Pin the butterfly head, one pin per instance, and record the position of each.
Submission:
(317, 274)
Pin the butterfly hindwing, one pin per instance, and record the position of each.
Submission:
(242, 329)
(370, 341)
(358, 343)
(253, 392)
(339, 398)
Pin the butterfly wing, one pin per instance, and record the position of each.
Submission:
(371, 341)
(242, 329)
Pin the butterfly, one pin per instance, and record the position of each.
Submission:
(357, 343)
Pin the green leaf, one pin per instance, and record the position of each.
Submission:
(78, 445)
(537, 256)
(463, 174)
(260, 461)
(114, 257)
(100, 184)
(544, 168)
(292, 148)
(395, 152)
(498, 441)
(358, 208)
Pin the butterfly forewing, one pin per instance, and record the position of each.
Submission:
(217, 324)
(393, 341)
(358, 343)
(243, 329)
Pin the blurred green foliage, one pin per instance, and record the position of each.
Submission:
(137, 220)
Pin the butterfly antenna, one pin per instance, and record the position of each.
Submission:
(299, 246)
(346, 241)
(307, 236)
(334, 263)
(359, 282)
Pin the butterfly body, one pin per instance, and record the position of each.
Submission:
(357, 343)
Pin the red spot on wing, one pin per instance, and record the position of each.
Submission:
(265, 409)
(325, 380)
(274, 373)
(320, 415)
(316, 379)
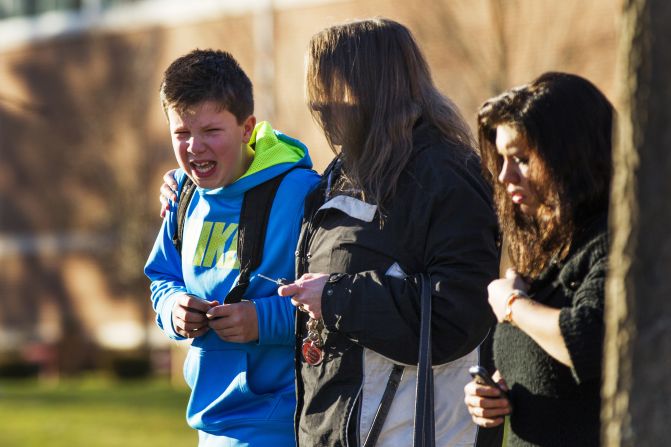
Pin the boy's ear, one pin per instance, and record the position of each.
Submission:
(248, 128)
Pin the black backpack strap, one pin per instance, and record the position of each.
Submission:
(186, 190)
(256, 206)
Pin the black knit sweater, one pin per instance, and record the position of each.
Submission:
(554, 405)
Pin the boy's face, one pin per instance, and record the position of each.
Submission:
(209, 143)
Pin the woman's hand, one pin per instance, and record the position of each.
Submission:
(189, 315)
(486, 404)
(306, 293)
(168, 191)
(500, 290)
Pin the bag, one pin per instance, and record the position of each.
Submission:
(254, 214)
(425, 431)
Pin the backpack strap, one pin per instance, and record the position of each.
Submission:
(254, 215)
(186, 190)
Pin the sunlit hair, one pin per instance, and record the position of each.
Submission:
(367, 84)
(567, 123)
(207, 75)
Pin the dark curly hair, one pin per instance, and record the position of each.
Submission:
(568, 125)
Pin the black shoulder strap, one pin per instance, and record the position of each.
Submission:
(186, 190)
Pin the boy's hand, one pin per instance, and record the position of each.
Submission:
(168, 191)
(487, 405)
(188, 315)
(236, 323)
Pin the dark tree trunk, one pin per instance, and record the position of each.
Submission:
(637, 379)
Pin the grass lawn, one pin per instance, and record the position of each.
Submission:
(93, 412)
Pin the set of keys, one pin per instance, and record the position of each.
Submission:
(313, 344)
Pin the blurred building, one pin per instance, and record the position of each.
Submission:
(83, 140)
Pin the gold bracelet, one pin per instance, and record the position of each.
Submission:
(508, 316)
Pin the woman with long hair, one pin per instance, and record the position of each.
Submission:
(547, 148)
(403, 196)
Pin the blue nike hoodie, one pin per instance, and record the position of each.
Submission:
(240, 391)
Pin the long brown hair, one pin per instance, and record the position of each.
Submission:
(567, 123)
(367, 85)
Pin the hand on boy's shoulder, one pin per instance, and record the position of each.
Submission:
(237, 323)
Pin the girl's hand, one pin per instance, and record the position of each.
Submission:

__INSTRUCTIONS TO FOLLOW__: Can you quote every one of the entries above word for word, leaving the pictures out?

__OUTPUT FOR THIS TASK__:
Pin the butterfly head, one pin per instance, and record the position of each.
Submission:
(317, 274)
Pin the butterfly hindwing, one pin per instance, and record the position of each.
Submission:
(242, 329)
(370, 341)
(358, 343)
(253, 392)
(339, 398)
Pin the butterfly wing, one pin per instance, and record the position of each.
Submission:
(371, 341)
(242, 329)
Pin the butterfly, one pin per instance, and record the position of each.
Submission:
(357, 343)
Pin the green leaf, one pin per instance, and record the position of each.
Submission:
(78, 445)
(537, 256)
(463, 174)
(260, 461)
(114, 257)
(100, 184)
(544, 168)
(292, 148)
(395, 152)
(498, 441)
(358, 208)
Pin the butterfly forewing, one pin per instance, and record the position of each.
Submission:
(217, 324)
(393, 341)
(358, 343)
(243, 329)
Pin the blurred green foliage, one pin per instance, and record the position of each.
Submission:
(137, 220)
Pin the butterfly antenna, one pin per instance, and record the position of each.
Submission:
(299, 246)
(346, 241)
(307, 236)
(334, 263)
(359, 282)
Pin the butterfly body, one pin per instance, and record the position of each.
Submission:
(357, 343)
Pin the red spot on wing, one pin per instance, and record the position of each.
Submission:
(265, 409)
(325, 380)
(274, 373)
(320, 415)
(316, 379)
Pin the boy's ear, one pin per instance, and record the position of each.
Submission:
(248, 128)
Pin the black backpack strap, one pin per instance, and record the position of each.
Submission:
(186, 190)
(256, 206)
Pin the black knit sweater, one pin per instance, and record the position of each.
Submission:
(554, 405)
Pin the boy's face, one pin per instance, and record the position of each.
Submission:
(209, 143)
Pin the woman's hand, one pin per instance, and record the position of each.
Submission:
(189, 315)
(486, 404)
(306, 293)
(168, 191)
(500, 290)
Pin the bag, one pin per instance, and record the position of each.
Submission:
(254, 214)
(425, 431)
Pin the backpack strap, one pin per instance, and record the position of each.
Submission:
(254, 215)
(186, 190)
Pin the sunlit hair, one pin per instance, and record the position of each.
Submission:
(367, 84)
(567, 123)
(207, 75)
Pin the dark curly hair, one pin per instance, and record the position of each.
Submission:
(568, 125)
Pin the black shoulder strap, one pin per instance, and record the position of each.
Submission:
(186, 190)
Pin the boy's hand, one pin per instance, and record the position of each.
Submission:
(168, 191)
(487, 405)
(188, 315)
(236, 323)
Pin the dark tree trunk, one pin per instance, and record the position of each.
Submission:
(637, 379)
Pin the grass lawn, one pin per instance, and record the position of each.
Submission:
(93, 412)
Pin the set of keys, one pin per instance, and record the position of each.
Submission:
(313, 344)
Pin the blurred building, one pin per instance, and record the position of each.
Submission:
(83, 140)
Pin the gold bracelet, one pin per instance, and record the position of each.
Submission:
(508, 316)
Pin the woman with long hair, one pin per instance, and record the position of each.
Submission:
(547, 148)
(403, 196)
Pin the blue nike hoodie, one pin per instance, and record the position of each.
Submission:
(240, 391)
Pin the long brown hair, one pin per instance, and record the position of each.
Submission:
(567, 123)
(367, 85)
Pin the hand on boy's shoulder, one pin per instance, and record the position of each.
Submission:
(237, 323)
Pin the girl's hand, one pin per instance, and record the position of each.
Submission:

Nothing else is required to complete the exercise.